Vorliegender Text:
________________________
# Schleifmaschine



## chiave

Wie kann ich "Schleifmaschine" auf Spanisch übersetzen?

Cómo puedo traducir en español "Schleifmaschine"?

Danke

Gracias


----------



## Jana337

My dictionary believes that at least one of the following should be fine:
rectificadora
amoladora
esmeriladora
aguzadora
afiladora
abrillantador

Hope this helps.

Jana


----------



## Whodunit

Jana337 said:
			
		

> My dictionary believes that at least one of the following should be fine:
> rectificadora
> amoladora
> esmeriladora
> aguzadora
> afiladora
> abrillantador
> 
> Hope this helps.
> 
> Jana


 
The "ticked" words are the ones my dictionary suggests as well. More:

lijadora
máquina de afilar
máquina de amolar
afiladora de brocas

We definitely need natives.


----------



## piloya

Whodunit said:
			
		

> The "ticked" words are the ones my dictionary suggests as well. More:
> 
> lijadora
> máquina de afilar
> máquina de amolar
> afiladora de brocas
> 
> We definitely need natives.


 
I need more context. All your proposed words make sense.


----------



## piloya

chiave said:
			
		

> Wie kann ich "Schleifmaschine" auf Spanisch übersetzen?
> 
> Cómo puedo traducir en español "Schleifmaschine"?
> 
> Danke
> 
> Gracias


sin mäas contexto en mi diccionario die "afiladora".


----------



## Jade

para comprender el termino schleifen hay que saber que la traducción del verbo es lijar (lo he oido toda mi vida ....... dicha por un español en Alemania), por consiguiente yo me inclinaría por LIJADORA.

Jade


----------
________________________
Arbeitsauftrag: Entscheiden Sie für jede der folgenden Aussagen, ob sie mit dem Forumsthread übereinstimmt, und belegen Sie Ihr Ja oder Nein mit den entscheidenden Worten des Forumsthreads als wörtlichem Zitat. 1. piloya hält alle vorgeschlagenen Wörter für sinnvoll. 2. Jade gibt als Übersetzung des Verbs „schleifen“ das Wort „afilar“ an. 3. Whodunit meint, Muttersprachler würden nicht gebraucht.

Datenzeilen:
________________________
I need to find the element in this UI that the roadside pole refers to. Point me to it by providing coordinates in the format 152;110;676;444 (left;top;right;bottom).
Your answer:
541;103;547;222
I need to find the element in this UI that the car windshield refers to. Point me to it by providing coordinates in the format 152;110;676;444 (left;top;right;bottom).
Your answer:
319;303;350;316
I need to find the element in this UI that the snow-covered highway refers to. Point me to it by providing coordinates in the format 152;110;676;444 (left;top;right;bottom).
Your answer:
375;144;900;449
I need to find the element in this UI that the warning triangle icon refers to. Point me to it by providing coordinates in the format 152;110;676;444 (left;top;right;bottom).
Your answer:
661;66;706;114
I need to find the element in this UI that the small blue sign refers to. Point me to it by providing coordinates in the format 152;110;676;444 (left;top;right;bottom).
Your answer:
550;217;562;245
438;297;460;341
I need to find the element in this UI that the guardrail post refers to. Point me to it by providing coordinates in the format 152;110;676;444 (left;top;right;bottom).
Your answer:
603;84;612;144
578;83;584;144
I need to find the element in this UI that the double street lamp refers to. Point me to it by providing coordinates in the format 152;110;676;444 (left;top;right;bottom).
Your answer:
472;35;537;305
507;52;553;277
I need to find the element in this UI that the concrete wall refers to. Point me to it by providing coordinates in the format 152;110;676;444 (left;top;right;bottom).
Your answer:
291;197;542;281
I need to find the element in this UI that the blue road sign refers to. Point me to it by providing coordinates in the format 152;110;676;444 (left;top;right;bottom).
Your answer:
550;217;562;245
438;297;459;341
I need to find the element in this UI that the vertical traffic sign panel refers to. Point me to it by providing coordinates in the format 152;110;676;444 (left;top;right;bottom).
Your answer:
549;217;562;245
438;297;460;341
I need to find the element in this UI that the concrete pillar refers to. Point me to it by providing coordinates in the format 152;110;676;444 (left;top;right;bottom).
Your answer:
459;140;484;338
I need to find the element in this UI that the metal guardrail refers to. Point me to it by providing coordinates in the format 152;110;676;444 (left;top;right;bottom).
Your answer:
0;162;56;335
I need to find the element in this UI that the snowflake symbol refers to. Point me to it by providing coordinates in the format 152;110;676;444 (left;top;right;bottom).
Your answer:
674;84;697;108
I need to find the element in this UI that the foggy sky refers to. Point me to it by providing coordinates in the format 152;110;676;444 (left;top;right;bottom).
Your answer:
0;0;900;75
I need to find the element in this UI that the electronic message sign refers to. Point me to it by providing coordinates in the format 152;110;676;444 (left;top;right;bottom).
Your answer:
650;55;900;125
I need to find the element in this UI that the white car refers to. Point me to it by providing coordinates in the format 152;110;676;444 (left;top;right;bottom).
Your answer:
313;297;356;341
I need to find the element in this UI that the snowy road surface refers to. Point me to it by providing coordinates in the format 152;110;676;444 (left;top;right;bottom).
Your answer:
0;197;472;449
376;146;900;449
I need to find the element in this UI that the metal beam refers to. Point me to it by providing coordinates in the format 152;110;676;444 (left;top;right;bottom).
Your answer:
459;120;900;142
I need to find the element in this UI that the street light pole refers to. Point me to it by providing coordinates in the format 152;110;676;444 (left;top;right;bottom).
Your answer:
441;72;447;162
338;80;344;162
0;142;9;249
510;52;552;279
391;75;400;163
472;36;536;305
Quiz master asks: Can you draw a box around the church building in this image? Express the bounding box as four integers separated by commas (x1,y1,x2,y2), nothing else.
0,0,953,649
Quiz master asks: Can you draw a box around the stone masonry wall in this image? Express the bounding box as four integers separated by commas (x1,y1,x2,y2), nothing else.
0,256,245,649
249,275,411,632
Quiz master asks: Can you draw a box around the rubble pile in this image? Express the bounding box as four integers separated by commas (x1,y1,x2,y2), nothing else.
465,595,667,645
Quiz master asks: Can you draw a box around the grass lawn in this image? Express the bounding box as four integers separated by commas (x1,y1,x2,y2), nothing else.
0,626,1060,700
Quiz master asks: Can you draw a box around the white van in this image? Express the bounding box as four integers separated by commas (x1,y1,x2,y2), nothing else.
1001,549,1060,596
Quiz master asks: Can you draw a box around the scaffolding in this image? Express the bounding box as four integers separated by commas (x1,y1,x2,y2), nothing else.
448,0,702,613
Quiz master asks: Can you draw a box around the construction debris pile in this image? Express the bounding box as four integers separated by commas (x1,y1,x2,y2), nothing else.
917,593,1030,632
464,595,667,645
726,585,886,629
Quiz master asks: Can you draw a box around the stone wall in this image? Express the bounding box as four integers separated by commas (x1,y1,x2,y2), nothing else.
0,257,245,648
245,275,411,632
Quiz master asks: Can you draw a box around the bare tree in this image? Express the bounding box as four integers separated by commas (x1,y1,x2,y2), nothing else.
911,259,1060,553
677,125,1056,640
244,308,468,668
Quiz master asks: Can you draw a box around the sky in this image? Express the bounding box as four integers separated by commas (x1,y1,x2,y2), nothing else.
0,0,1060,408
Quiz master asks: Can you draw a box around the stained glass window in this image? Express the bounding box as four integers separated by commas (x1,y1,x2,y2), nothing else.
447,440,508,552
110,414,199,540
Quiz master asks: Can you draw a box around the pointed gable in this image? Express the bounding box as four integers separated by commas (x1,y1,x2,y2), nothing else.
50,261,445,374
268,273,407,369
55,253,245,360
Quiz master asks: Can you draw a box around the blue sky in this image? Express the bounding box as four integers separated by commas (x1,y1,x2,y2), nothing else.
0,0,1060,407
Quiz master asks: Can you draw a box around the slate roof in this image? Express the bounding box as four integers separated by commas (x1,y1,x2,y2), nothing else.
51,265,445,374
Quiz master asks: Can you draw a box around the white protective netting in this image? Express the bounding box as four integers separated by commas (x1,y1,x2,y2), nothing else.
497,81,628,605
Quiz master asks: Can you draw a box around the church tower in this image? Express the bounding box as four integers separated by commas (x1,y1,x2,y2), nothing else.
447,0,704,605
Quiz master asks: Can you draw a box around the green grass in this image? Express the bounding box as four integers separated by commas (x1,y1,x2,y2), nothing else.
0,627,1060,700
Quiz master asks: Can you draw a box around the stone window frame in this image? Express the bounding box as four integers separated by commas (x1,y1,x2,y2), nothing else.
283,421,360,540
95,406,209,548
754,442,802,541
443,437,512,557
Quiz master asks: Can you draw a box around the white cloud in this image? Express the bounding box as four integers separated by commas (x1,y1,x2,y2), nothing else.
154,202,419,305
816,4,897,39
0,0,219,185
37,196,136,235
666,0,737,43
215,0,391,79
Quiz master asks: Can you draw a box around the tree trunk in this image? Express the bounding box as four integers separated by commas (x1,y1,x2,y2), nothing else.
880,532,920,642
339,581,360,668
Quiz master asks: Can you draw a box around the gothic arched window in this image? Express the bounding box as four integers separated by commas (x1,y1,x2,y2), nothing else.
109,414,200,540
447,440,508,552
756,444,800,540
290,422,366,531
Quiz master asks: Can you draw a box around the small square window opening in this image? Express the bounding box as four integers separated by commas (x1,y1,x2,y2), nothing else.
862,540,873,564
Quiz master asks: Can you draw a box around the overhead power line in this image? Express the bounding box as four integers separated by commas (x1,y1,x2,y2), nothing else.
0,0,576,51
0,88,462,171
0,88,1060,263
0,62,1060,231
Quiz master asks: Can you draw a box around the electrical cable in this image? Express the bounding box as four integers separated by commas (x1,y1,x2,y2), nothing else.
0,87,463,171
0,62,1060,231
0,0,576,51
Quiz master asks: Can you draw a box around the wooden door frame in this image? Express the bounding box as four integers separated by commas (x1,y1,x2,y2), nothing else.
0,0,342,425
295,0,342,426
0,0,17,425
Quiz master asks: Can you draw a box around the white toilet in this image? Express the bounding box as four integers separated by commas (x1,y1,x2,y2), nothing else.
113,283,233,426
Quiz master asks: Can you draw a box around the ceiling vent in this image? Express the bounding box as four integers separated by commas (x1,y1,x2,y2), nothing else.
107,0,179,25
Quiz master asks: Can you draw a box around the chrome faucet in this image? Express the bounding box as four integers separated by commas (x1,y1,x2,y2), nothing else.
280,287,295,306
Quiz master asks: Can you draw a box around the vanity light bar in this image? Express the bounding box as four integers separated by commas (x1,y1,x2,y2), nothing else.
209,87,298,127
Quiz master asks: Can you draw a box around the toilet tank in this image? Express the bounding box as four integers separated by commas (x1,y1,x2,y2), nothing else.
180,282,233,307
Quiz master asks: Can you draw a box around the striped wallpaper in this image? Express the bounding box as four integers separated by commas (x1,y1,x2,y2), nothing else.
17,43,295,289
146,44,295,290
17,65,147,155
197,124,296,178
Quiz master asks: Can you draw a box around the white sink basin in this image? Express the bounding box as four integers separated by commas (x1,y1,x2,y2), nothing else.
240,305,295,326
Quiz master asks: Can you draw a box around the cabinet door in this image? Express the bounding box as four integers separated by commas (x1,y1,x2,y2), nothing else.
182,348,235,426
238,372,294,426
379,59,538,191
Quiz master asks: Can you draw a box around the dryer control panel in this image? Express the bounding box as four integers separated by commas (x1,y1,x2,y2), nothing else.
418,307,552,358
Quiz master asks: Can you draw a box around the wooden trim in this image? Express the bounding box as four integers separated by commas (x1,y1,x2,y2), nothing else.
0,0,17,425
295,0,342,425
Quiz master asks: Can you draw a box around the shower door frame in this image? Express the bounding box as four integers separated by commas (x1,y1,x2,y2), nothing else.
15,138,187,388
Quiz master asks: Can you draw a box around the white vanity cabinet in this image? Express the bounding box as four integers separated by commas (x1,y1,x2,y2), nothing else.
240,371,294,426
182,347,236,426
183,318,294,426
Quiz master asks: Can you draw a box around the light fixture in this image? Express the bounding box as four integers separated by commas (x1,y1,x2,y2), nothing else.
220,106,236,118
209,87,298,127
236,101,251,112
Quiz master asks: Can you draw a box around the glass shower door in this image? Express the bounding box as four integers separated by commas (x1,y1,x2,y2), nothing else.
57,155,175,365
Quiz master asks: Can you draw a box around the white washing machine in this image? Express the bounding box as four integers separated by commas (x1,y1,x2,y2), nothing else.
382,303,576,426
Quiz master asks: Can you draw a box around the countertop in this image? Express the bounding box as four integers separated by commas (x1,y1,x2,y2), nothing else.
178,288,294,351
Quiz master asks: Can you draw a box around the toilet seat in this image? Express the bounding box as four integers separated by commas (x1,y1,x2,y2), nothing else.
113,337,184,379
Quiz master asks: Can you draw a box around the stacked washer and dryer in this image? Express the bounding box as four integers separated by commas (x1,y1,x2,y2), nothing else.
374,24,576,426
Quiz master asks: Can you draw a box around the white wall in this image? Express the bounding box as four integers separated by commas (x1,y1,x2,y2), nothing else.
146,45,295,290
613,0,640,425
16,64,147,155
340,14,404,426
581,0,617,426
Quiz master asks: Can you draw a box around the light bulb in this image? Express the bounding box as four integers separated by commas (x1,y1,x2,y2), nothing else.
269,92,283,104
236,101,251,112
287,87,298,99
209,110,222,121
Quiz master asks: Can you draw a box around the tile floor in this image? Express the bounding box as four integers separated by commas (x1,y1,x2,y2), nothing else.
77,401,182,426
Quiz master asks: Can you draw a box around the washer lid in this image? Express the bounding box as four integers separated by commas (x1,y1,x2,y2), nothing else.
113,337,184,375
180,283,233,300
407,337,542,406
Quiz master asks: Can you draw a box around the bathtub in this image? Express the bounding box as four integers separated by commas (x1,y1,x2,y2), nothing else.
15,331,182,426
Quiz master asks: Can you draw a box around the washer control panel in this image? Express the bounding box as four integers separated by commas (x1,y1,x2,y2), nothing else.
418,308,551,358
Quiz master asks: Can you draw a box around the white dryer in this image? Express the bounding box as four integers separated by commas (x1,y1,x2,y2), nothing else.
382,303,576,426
________________________
Erwartete Antwort:
1. Ja: „All your proposed words make sense.“
2. Nein: „la traducción del verbo es lijar“
3. Nein: „We definitely need natives.“